§ **Work instructions**
Copy out the lines from the one containing "Can you see the grass here?" through the end of the entries, inclusive, lowering every coordinate in the answers by 16.

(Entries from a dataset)
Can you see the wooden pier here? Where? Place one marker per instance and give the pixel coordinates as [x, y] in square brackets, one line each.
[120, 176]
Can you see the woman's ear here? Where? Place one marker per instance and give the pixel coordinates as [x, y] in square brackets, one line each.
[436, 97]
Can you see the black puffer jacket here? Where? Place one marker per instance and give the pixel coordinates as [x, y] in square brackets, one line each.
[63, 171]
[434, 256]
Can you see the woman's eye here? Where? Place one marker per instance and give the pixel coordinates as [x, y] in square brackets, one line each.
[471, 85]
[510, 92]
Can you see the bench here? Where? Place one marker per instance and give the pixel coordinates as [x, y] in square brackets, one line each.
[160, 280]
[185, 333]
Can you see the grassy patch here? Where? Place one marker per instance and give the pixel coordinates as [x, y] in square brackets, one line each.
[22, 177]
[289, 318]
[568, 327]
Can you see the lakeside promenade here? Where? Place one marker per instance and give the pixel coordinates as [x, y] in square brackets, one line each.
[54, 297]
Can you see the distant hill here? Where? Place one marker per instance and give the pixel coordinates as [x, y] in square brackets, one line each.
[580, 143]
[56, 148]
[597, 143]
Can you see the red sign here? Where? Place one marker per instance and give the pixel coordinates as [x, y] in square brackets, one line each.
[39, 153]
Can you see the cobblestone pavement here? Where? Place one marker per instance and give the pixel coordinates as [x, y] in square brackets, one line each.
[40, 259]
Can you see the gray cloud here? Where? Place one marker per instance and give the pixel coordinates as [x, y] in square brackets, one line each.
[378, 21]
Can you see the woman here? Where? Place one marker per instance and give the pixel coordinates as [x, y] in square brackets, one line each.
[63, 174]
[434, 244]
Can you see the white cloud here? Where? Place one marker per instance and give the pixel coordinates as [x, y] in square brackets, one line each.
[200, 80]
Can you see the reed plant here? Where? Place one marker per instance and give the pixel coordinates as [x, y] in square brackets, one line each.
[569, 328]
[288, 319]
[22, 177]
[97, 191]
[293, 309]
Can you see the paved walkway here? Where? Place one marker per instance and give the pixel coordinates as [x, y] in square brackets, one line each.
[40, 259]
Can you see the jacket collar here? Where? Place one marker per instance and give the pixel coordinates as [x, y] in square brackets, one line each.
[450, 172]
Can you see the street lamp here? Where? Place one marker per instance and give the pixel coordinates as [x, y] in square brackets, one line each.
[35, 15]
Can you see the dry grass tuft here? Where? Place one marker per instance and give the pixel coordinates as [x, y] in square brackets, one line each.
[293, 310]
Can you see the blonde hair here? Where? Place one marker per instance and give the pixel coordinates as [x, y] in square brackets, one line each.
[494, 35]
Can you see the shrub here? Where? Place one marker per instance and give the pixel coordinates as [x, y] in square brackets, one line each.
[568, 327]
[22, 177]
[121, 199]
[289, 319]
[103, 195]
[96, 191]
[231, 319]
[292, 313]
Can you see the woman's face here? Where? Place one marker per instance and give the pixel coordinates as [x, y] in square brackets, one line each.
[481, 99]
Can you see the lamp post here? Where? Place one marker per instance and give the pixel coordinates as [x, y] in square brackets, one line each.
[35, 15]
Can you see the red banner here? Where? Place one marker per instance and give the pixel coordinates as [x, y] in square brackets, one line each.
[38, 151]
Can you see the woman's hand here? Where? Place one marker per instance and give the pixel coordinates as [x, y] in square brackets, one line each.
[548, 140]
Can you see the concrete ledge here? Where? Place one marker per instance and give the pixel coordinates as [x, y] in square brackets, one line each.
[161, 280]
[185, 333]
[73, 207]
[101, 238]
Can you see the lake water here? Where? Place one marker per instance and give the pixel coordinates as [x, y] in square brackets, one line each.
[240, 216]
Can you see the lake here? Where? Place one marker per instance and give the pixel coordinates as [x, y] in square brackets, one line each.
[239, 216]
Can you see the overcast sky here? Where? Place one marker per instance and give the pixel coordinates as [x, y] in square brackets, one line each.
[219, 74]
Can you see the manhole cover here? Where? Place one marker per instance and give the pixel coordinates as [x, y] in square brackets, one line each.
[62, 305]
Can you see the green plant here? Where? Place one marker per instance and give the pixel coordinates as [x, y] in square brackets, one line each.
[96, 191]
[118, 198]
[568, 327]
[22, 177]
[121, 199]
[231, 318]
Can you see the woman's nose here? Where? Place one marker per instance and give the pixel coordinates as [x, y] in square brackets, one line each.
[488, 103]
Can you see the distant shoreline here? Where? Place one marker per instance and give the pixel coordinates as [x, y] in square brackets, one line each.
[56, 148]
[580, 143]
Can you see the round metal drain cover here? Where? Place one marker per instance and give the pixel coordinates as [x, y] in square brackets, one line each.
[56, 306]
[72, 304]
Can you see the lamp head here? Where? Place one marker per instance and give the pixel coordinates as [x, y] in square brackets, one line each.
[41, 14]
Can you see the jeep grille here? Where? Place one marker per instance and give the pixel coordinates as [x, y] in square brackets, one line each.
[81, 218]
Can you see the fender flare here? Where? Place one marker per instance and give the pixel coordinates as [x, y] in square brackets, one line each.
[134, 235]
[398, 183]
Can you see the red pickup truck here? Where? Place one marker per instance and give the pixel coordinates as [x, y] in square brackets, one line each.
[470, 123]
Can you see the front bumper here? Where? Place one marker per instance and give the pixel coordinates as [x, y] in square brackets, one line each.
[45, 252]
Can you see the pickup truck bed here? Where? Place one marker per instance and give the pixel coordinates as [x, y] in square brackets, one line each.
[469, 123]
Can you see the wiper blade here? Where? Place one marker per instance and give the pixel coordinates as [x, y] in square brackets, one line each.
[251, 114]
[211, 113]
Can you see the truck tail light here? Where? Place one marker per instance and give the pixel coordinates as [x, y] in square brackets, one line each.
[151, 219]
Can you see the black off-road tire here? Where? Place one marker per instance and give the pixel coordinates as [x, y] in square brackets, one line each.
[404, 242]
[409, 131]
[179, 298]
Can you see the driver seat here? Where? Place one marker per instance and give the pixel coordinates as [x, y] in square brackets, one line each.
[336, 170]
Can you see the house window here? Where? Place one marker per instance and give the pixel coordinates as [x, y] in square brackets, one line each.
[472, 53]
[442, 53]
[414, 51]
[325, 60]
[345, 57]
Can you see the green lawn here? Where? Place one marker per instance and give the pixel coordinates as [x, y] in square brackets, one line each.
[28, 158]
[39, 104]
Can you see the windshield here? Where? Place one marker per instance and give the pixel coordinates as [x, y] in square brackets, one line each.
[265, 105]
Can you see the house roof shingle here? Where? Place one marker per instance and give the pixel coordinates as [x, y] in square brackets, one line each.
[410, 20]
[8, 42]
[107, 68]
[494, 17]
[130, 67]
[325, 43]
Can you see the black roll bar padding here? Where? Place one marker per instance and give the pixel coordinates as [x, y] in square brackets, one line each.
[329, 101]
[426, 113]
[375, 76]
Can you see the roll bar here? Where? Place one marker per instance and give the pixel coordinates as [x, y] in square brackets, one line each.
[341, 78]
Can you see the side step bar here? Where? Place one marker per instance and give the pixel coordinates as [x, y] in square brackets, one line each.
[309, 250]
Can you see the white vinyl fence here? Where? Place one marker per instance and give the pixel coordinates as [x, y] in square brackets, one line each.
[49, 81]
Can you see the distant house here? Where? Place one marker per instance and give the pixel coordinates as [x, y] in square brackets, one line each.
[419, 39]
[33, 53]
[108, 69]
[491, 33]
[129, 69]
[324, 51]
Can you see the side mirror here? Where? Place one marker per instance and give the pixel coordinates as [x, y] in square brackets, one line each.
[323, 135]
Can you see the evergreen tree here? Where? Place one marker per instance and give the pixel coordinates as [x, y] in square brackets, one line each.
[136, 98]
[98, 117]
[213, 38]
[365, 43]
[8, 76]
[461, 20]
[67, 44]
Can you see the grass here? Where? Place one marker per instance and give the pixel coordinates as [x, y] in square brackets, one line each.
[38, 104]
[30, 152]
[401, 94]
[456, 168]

§ **Response to the task**
Can you see the grass here? Where? Place one marker per instance and give the pixel coordinates as [x, y] in square brackets, one line each.
[22, 88]
[14, 136]
[385, 78]
[440, 152]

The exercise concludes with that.